Work to complete
Convert every line of the records below into a Markdown table with the columns Row and Line, numbering each row and leaving out blank lines.

(Object point labels)
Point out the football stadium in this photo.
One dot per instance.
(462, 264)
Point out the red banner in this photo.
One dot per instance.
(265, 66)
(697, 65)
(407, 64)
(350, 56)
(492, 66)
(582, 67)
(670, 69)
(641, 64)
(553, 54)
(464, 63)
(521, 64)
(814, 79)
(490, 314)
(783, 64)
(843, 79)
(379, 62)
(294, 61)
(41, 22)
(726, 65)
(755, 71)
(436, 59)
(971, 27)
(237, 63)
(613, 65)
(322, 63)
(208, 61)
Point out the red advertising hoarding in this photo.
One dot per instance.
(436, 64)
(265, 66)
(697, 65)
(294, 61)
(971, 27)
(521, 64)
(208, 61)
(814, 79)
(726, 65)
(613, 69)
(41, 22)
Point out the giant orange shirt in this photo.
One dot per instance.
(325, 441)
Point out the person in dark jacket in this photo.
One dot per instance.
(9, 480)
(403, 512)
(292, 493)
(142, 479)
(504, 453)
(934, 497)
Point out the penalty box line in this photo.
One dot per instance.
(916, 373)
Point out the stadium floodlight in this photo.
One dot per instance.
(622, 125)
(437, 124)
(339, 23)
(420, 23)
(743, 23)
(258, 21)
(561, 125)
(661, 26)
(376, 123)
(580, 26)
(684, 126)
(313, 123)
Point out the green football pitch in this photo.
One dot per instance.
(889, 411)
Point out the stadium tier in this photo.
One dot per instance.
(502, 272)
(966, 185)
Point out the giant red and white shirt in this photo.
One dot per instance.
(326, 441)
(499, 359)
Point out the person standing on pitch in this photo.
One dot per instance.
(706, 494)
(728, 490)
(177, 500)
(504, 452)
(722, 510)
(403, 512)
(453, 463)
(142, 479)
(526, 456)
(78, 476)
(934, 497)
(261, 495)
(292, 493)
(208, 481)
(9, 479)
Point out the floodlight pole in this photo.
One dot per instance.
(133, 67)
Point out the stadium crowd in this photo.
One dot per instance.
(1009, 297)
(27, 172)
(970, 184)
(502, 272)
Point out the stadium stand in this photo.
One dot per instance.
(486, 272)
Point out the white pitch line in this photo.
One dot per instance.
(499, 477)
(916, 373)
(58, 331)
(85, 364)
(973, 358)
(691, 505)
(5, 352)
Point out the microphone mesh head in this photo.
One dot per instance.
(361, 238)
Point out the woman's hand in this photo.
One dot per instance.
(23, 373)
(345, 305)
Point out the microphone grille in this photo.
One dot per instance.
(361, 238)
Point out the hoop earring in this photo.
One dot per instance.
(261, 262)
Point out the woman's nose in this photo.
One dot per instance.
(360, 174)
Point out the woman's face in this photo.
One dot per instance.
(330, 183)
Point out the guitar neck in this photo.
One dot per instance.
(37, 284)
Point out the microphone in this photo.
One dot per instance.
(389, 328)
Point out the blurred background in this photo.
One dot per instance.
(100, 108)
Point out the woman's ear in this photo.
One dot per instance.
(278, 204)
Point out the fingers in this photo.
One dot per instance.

Task solution
| Row | Line |
|---|---|
| 1 | Point out the football stadium in this photo. |
| 2 | One dot per instance. |
| 3 | (462, 264) |
| 4 | Point out the red banner in this photo. |
| 5 | One dot per instance. |
| 6 | (265, 66) |
| 7 | (697, 65) |
| 8 | (407, 64) |
| 9 | (350, 56) |
| 10 | (492, 66) |
| 11 | (582, 67) |
| 12 | (670, 69) |
| 13 | (641, 64) |
| 14 | (553, 54) |
| 15 | (464, 63) |
| 16 | (521, 64) |
| 17 | (814, 79) |
| 18 | (490, 314) |
| 19 | (783, 64) |
| 20 | (843, 79) |
| 21 | (379, 62) |
| 22 | (294, 61) |
| 23 | (41, 22) |
| 24 | (726, 65) |
| 25 | (755, 71) |
| 26 | (436, 59) |
| 27 | (971, 27) |
| 28 | (237, 63) |
| 29 | (613, 65) |
| 30 | (322, 63) |
| 31 | (208, 61) |
| 32 | Point out the red advertising hoarding in this photo. |
| 33 | One dot per instance. |
| 34 | (436, 64) |
| 35 | (265, 66) |
| 36 | (697, 65) |
| 37 | (294, 61) |
| 38 | (971, 27) |
| 39 | (521, 64) |
| 40 | (208, 61) |
| 41 | (814, 79) |
| 42 | (726, 65) |
| 43 | (613, 69) |
| 44 | (41, 22) |
| 45 | Point out the giant orange shirt in this photo. |
| 46 | One dot per instance. |
| 47 | (325, 441) |
| 48 | Point out the person in dark jacket in this photo. |
| 49 | One dot per instance. |
| 50 | (9, 480) |
| 51 | (403, 512) |
| 52 | (292, 493) |
| 53 | (142, 479) |
| 54 | (504, 453) |
| 55 | (934, 497) |
| 56 | Point out the penalty box line in this photo. |
| 57 | One dot per instance. |
| 58 | (916, 373) |
| 59 | Point out the stadium floodlight in this photo. |
| 60 | One dot per instance. |
| 61 | (622, 125) |
| 62 | (437, 124) |
| 63 | (339, 23) |
| 64 | (420, 23) |
| 65 | (743, 23) |
| 66 | (258, 21) |
| 67 | (561, 125) |
| 68 | (661, 26) |
| 69 | (376, 123) |
| 70 | (580, 26) |
| 71 | (684, 126) |
| 72 | (313, 123) |
| 73 | Point out the green football pitch in this photo. |
| 74 | One dot per instance. |
| 75 | (889, 411) |
| 76 | Point out the stadium tier in this photo. |
| 77 | One dot per instance. |
| 78 | (502, 272) |
| 79 | (966, 185) |
| 80 | Point out the giant red and white shirt in this photo. |
| 81 | One dot per instance. |
| 82 | (326, 441) |
| 83 | (499, 359) |
| 84 | Point out the person standing on pitch in this photo. |
| 85 | One dot per instance. |
| 86 | (706, 494) |
| 87 | (728, 490) |
| 88 | (177, 500) |
| 89 | (504, 452) |
| 90 | (722, 510) |
| 91 | (403, 512) |
| 92 | (453, 463) |
| 93 | (142, 479) |
| 94 | (526, 456) |
| 95 | (78, 476) |
| 96 | (934, 497) |
| 97 | (261, 495) |
| 98 | (292, 493) |
| 99 | (208, 481) |
| 100 | (9, 479) |
| 101 | Point out the floodlight pole in this photo. |
| 102 | One dot per instance. |
| 103 | (133, 67) |
| 104 | Point out the stadium crowd in this photo. |
| 105 | One dot per instance. |
| 106 | (1009, 297) |
| 107 | (27, 172) |
| 108 | (970, 184) |
| 109 | (502, 272) |
| 110 | Point out the stadium stand in this photo. |
| 111 | One dot per instance. |
| 112 | (486, 272) |
| 113 | Point out the white pitch line in this photo. |
| 114 | One dot per instance. |
| 115 | (499, 477) |
| 116 | (916, 373) |
| 117 | (58, 331) |
| 118 | (85, 364) |
| 119 | (973, 358) |
| 120 | (691, 505) |
| 121 | (5, 352) |
| 122 | Point out the microphone mesh head in this photo. |
| 123 | One dot per instance. |
| 124 | (361, 238) |
| 125 | Point out the woman's hand in this photo. |
| 126 | One dot per instance. |
| 127 | (23, 373) |
| 128 | (345, 305) |
| 129 | Point out the microphone grille in this photo. |
| 130 | One dot per instance. |
| 131 | (361, 238) |
| 132 | Point out the hoop earring in this photo. |
| 133 | One dot per instance. |
| 134 | (261, 262) |
| 135 | Point out the woman's nose in this photo. |
| 136 | One dot per instance. |
| 137 | (360, 174) |
| 138 | Point out the woman's face in this photo. |
| 139 | One dot per instance. |
| 140 | (330, 183) |
| 141 | Point out the guitar neck in this photo. |
| 142 | One dot per instance. |
| 143 | (37, 284) |
| 144 | Point out the microphone in this photo. |
| 145 | One dot per instance. |
| 146 | (389, 328) |
| 147 | Point out the blurred background in this photo. |
| 148 | One dot per instance. |
| 149 | (100, 108) |
| 150 | Point out the woman's ear in this photo. |
| 151 | One dot per instance. |
| 152 | (278, 204) |
| 153 | Point out the fingers in this photo. |
| 154 | One dot per instance. |